Data for processing:
···
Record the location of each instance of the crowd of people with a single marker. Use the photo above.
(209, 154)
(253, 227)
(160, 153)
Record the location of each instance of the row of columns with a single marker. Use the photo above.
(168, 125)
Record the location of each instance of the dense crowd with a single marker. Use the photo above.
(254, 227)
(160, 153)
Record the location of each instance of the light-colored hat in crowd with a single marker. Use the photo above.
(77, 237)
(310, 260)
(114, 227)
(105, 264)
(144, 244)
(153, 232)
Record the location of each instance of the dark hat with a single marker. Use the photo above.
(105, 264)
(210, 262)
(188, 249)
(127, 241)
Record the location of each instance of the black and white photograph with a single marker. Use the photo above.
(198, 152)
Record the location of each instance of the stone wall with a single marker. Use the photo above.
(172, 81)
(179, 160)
···
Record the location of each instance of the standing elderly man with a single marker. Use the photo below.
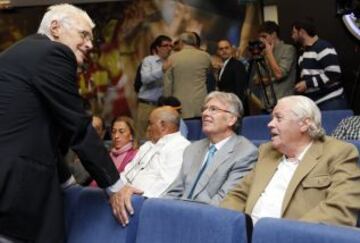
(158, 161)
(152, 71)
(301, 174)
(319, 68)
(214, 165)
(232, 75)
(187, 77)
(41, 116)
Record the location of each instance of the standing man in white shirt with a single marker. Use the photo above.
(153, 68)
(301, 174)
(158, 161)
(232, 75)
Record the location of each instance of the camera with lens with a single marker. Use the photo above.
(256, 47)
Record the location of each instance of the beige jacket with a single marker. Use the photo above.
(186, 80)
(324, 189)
···
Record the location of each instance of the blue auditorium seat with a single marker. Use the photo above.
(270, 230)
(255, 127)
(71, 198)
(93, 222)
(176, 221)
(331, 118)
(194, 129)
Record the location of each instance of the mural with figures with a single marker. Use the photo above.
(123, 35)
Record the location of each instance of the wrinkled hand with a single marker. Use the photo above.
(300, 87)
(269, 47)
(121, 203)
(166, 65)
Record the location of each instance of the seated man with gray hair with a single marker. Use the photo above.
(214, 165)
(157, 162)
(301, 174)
···
Given problem: Pick out each line above that contains the string "standing", matching case exactly.

Response:
Record the location of each instance of the standing elderly man with a single marker. Use the photo below.
Record the location of each instance of the standing man in white shirt with a single marker. Use the photo above.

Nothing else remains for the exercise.